**RECORDS SHOWN:**
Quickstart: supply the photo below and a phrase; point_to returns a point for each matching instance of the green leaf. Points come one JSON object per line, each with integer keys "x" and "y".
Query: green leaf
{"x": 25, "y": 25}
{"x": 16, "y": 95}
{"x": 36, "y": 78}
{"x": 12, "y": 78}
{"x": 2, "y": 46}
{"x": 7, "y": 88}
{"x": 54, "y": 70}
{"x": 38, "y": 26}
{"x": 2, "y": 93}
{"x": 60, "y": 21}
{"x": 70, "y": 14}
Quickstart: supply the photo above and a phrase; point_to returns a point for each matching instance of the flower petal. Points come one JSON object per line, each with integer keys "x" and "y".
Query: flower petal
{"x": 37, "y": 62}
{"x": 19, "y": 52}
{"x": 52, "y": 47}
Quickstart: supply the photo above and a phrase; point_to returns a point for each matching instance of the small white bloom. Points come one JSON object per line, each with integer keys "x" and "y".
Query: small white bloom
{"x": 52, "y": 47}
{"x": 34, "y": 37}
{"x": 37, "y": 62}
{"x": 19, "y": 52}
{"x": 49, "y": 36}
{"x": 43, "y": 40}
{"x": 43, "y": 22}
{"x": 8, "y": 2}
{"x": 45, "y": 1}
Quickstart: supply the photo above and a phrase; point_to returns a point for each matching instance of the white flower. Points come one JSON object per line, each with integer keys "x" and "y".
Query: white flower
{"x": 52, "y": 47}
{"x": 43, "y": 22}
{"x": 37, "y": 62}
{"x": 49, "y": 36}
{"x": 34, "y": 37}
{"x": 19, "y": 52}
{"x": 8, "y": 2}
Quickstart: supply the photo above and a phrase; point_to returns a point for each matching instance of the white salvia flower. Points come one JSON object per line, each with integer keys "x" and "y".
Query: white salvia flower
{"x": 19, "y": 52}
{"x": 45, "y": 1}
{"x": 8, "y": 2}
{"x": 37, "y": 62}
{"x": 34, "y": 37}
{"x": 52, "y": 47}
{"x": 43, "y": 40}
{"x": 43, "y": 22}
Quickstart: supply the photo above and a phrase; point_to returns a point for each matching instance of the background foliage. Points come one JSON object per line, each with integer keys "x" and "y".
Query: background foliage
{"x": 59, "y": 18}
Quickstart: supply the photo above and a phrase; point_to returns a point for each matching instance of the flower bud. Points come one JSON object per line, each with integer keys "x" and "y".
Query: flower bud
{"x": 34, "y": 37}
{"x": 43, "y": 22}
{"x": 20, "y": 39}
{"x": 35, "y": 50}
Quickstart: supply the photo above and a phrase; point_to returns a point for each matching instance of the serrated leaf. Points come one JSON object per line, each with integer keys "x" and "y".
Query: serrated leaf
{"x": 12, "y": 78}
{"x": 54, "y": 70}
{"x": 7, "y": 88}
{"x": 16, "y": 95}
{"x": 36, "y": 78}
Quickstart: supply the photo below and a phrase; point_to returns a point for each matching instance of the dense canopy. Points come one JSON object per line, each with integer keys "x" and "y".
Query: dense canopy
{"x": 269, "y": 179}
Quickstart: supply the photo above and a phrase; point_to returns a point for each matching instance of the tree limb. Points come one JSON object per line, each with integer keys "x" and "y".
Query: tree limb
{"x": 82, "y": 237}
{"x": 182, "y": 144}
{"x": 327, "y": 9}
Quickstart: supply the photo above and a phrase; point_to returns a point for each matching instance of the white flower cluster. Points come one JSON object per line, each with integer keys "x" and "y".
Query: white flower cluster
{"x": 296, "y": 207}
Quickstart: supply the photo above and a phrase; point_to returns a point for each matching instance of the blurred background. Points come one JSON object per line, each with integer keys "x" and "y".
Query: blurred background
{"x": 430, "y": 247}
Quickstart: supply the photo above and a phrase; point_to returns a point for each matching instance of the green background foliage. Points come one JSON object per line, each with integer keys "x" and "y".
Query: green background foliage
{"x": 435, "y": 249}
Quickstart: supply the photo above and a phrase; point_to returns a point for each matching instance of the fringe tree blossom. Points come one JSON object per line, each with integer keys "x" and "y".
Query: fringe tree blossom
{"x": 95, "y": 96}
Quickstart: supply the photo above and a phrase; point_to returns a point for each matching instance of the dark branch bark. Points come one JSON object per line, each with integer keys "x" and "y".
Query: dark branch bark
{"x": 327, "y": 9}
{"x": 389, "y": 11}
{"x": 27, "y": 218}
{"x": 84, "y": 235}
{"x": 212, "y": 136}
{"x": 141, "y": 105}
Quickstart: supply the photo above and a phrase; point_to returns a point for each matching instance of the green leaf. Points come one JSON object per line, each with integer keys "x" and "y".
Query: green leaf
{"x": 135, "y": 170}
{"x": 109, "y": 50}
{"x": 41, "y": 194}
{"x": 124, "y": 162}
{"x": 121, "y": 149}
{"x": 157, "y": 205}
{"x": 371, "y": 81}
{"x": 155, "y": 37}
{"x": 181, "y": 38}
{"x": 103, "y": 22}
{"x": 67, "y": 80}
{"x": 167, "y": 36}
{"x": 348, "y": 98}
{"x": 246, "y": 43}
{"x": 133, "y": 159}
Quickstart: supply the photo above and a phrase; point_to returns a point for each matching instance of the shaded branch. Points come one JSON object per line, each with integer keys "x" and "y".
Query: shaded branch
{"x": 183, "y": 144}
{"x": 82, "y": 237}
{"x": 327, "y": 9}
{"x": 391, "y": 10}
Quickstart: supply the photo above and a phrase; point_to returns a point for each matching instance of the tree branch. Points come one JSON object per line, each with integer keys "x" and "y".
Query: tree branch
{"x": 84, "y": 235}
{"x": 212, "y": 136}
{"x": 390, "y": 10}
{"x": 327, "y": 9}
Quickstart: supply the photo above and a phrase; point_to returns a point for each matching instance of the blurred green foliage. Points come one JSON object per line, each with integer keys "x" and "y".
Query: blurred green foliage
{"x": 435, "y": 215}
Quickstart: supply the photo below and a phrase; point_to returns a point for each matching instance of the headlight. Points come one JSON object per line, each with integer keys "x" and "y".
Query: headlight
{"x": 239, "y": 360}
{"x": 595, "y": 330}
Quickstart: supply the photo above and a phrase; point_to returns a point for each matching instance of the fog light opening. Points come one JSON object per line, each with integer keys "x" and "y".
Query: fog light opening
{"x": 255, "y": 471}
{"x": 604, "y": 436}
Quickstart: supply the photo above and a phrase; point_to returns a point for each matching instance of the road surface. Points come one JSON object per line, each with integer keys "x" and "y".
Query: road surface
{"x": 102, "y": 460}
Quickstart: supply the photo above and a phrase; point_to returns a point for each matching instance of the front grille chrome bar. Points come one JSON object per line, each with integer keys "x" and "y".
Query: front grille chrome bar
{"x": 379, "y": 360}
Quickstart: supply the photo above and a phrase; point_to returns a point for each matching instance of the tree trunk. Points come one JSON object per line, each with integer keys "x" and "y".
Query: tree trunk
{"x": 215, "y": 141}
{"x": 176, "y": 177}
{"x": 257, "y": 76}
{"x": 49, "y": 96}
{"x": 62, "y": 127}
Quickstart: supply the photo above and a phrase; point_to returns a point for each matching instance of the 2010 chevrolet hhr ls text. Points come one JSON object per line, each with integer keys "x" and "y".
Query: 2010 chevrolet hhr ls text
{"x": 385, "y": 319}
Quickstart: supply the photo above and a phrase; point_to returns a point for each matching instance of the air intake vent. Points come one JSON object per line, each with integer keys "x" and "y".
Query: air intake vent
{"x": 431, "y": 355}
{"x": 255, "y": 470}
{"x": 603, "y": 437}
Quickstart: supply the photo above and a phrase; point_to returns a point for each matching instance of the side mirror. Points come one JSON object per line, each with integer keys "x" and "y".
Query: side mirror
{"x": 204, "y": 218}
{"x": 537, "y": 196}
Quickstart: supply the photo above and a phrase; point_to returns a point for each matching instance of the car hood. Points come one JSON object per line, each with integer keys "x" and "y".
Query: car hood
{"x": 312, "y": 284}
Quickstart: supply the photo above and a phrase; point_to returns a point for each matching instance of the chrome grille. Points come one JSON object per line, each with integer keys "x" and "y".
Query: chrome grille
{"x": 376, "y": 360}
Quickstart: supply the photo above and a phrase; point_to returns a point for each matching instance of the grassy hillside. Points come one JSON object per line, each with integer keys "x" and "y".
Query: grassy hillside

**WORK TO COMPLETE:** Locate "the car hood." in the material, then quote the line that contains it and all lines after it through the final one.

**FULL RESPONSE:**
Quickstart: supply the photo above and a phrase; point_to returns a point for each matching instance of the car hood. Points come one JSON object per line, each with integer keys "x" and "y".
Query: car hood
{"x": 312, "y": 284}
Quickstart: supply the photo above and a phrase; point_to returns a point for each matching instance of the chrome grille. Points come one JSON object per line, each with integer keys "x" and "y".
Query: chrome grille
{"x": 376, "y": 360}
Quickstart: supply the photo above and a phrase; point_to returns a point for each matching instance of the grassy hillside. Points come one JSON object per line, each with integer keys "x" and "y".
Query: grassy hillside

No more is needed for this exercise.